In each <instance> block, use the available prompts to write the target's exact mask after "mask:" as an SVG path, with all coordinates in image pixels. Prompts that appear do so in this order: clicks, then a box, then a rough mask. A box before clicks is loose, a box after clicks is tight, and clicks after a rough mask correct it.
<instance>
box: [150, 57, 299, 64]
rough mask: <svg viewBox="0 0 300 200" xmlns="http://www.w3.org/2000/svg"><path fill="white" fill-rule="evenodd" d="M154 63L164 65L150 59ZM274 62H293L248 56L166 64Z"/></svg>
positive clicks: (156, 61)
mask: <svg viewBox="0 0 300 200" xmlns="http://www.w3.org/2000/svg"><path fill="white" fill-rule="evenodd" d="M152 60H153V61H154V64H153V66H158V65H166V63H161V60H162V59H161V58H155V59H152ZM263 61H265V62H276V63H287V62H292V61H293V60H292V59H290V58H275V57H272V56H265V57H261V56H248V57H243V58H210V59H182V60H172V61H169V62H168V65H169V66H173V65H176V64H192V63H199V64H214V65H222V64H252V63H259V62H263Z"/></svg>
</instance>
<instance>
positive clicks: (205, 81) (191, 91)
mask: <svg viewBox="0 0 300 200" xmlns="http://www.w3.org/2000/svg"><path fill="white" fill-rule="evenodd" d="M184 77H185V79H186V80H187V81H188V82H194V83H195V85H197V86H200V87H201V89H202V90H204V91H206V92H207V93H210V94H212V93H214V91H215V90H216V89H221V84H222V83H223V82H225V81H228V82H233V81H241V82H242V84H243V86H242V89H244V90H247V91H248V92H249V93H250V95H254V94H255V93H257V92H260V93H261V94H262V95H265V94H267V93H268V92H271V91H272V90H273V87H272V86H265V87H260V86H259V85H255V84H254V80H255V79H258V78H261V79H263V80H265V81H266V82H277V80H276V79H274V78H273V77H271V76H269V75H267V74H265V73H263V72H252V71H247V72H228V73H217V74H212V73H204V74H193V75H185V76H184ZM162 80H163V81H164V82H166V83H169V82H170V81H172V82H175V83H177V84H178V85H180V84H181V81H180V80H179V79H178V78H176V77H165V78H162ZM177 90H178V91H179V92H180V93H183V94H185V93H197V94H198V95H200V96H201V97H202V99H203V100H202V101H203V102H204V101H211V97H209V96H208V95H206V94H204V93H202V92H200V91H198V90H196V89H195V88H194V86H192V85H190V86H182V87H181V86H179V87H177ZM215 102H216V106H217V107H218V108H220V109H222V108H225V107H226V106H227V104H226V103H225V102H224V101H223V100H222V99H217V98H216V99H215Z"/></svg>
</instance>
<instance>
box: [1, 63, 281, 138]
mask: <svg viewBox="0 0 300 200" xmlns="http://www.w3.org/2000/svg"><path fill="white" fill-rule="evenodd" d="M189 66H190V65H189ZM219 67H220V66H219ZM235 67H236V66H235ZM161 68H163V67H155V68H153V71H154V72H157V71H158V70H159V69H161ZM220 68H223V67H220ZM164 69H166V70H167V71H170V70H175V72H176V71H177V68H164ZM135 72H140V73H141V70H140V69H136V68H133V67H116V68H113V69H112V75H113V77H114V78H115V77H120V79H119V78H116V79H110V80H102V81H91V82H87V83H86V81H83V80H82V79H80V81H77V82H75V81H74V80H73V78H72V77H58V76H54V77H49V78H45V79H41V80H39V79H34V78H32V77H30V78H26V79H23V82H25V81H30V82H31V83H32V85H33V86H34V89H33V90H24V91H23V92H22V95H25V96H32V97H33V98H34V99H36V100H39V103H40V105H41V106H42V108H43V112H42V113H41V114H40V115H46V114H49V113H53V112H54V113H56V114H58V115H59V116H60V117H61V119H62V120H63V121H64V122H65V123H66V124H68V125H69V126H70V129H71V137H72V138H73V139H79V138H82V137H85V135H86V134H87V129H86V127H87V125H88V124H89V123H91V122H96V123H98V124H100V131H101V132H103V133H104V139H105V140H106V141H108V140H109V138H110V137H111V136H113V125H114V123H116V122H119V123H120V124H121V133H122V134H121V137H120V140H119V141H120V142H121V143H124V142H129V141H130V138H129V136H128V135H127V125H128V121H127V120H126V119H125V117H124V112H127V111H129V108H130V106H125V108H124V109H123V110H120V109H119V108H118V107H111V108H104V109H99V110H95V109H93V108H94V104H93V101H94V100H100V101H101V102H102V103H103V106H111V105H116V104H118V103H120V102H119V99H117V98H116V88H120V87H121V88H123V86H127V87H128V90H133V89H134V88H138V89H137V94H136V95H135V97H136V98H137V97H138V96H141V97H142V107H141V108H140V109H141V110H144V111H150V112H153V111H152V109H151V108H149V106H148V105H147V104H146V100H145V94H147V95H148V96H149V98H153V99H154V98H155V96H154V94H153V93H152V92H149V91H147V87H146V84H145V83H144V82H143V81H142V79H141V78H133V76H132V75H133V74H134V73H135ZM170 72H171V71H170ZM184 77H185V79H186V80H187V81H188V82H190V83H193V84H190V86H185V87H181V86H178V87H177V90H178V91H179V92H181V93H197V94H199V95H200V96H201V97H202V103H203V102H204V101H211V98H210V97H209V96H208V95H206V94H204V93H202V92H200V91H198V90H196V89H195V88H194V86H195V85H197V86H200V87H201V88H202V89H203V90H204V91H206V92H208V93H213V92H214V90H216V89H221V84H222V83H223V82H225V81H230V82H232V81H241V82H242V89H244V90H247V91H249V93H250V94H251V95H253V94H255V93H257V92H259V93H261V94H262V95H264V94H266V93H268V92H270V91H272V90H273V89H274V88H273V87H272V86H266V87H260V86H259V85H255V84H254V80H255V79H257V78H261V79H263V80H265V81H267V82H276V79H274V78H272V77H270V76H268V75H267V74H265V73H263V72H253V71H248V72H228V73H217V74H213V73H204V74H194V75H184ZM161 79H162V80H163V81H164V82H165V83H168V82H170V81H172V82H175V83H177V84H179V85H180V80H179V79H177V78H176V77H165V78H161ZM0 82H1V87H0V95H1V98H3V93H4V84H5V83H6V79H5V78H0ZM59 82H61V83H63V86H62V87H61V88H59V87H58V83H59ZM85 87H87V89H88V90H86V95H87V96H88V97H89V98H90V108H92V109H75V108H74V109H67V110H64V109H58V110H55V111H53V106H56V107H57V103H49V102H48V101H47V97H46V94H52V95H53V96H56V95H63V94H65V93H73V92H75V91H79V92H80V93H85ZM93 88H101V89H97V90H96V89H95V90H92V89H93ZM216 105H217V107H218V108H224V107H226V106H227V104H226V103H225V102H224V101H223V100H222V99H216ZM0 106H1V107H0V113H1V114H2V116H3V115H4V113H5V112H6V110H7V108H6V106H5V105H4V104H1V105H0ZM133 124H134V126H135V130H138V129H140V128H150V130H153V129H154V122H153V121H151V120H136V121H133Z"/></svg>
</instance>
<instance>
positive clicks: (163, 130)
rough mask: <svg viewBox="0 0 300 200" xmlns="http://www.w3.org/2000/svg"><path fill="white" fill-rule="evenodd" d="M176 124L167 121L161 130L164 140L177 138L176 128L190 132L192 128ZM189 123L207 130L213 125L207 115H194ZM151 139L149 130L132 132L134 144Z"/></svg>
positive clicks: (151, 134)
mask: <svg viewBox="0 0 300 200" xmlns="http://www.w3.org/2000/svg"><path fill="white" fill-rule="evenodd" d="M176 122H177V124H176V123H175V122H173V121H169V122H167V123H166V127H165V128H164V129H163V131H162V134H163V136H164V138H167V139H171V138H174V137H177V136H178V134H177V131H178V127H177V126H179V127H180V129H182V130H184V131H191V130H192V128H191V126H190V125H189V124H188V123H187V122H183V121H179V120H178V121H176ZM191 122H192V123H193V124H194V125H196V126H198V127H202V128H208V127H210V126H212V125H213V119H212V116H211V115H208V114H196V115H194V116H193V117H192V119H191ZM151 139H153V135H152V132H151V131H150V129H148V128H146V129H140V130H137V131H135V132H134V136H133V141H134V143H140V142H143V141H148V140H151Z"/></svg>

________________

The problem:
Only a number is wanted: how many lines of the data above contain "rough"?

Solution to this task:
3